> **Work instruction**: Each line of the data that mentions the string "with" needs to be identified and copied.

:::

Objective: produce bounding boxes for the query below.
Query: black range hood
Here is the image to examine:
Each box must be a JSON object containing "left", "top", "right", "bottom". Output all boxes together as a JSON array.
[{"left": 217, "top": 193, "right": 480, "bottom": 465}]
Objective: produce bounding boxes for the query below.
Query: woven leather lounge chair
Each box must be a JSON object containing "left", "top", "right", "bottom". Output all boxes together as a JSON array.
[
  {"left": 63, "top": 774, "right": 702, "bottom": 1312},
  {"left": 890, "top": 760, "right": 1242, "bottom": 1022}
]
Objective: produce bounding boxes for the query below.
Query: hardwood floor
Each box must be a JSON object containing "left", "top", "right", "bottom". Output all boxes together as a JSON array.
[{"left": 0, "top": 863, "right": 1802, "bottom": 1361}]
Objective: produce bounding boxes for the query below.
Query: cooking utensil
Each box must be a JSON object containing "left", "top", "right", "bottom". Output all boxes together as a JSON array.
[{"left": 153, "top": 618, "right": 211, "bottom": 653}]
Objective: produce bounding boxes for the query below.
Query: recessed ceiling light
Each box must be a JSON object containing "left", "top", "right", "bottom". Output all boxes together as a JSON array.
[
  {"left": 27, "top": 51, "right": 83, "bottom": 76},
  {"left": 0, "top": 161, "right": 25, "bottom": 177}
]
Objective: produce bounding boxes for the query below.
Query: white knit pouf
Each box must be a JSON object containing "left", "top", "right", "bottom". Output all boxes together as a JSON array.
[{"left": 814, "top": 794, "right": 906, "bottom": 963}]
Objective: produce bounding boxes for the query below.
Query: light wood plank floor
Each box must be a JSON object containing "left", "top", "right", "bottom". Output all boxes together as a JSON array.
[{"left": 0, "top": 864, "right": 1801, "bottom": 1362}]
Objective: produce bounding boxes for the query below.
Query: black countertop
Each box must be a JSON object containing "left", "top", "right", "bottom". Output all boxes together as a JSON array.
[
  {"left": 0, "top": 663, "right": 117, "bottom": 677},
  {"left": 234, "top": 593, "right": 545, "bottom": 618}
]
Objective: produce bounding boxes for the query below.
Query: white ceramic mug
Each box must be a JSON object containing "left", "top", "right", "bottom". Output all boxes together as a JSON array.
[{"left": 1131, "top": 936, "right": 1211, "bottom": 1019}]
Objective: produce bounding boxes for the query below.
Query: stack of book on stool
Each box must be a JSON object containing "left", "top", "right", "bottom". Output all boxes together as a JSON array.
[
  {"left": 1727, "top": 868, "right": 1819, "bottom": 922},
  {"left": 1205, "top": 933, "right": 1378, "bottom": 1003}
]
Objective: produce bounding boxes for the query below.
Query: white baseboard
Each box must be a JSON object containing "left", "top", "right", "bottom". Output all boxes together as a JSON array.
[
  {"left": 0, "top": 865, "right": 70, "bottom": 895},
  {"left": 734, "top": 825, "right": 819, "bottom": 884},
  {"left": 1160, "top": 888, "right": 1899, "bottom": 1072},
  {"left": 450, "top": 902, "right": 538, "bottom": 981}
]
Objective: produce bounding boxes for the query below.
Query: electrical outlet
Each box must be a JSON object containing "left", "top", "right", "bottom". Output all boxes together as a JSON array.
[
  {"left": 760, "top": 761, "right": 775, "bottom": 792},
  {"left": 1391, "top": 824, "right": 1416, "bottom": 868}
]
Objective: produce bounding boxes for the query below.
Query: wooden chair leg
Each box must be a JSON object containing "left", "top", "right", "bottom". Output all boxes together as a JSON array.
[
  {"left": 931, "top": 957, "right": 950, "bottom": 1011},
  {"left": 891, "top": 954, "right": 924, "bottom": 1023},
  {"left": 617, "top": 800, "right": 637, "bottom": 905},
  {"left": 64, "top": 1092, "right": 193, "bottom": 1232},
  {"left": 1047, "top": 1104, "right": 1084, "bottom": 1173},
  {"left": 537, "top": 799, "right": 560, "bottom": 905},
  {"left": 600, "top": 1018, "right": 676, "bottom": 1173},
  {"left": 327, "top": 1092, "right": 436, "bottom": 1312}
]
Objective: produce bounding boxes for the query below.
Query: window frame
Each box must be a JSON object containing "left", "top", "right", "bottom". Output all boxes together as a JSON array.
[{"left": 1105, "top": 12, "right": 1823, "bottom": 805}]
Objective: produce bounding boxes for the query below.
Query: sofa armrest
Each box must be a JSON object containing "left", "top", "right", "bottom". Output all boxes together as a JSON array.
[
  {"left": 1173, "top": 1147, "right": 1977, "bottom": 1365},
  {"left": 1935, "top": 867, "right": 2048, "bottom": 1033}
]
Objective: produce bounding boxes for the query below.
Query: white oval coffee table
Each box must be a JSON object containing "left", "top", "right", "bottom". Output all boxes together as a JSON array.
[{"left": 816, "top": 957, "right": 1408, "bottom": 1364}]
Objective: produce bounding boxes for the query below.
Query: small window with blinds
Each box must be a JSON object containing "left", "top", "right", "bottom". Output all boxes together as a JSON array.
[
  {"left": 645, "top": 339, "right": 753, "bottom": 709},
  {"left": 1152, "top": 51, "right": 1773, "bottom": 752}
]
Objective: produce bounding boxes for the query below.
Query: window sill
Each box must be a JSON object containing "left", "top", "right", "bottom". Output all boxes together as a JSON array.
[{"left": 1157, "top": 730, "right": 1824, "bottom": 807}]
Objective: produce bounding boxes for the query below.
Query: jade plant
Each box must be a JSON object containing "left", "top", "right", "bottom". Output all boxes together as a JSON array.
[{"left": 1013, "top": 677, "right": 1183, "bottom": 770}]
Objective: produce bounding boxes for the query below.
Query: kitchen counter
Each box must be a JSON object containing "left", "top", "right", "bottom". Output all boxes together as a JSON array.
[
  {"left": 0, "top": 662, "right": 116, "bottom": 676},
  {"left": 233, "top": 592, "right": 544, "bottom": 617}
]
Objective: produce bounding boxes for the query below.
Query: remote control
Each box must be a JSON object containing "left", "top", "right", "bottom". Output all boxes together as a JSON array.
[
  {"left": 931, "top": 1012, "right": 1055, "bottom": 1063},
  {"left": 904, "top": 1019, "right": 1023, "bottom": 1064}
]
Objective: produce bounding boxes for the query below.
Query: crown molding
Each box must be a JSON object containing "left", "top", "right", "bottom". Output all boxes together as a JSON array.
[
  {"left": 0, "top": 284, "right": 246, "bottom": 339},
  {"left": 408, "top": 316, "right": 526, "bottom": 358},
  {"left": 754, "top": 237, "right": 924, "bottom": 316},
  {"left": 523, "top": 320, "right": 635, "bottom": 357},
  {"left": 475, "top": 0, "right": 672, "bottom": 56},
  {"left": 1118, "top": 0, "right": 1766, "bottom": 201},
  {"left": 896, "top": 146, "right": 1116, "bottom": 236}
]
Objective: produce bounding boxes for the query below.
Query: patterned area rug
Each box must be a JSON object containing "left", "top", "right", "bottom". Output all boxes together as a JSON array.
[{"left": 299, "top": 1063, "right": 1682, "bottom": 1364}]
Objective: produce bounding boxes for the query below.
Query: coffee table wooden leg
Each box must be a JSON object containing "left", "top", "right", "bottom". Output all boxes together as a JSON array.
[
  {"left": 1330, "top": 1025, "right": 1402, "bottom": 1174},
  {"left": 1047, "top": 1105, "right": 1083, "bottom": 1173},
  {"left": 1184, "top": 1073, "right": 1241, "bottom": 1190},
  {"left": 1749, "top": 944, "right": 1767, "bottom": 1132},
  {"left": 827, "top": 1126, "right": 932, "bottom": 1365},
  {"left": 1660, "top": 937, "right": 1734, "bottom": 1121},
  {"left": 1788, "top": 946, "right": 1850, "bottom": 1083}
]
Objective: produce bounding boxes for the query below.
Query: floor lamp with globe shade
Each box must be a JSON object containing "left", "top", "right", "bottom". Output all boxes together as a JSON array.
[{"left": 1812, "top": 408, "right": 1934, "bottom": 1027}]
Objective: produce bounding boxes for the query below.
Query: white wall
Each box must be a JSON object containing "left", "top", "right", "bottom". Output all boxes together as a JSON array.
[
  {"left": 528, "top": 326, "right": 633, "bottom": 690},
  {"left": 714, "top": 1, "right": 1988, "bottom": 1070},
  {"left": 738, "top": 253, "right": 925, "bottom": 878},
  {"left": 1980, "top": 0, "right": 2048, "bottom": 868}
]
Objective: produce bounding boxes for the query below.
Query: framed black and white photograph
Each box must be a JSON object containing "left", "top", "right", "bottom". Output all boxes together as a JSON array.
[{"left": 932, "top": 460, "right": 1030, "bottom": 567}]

:::

> **Exercise answer**:
Query: small window with blinds
Query: floor lamp with globe shade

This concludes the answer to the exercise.